• EXERCISE PROMPT:
Please return exactly the lines from the one containing "the oven control" through the end of the records, including both.
----- EXTRACTED INFORMATION
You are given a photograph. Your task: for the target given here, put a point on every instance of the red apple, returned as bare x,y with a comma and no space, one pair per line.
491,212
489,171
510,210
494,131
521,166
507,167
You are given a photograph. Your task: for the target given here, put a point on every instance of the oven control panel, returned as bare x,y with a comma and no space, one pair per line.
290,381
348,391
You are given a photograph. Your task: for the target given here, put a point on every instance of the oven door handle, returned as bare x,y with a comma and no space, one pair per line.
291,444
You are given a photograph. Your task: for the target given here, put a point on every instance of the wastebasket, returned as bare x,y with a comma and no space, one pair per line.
----------
• EXERCISE RESPONSE:
You are given a photograph. Your task: for the target given here, put a point on every instance of the oven control panel, returned as bare x,y with a comma and no space, one pair per line.
290,381
348,391
You are given a photograph. Your task: for the target given here, put a point on every instance of the oven door handle, returned as bare x,y with a comma and no space, one pair per line.
291,444
You are given a photograph. Your task: for the target given here, put a point on every instance of the wastebasket, returned as bare x,y with a comma and no space, one pair per line.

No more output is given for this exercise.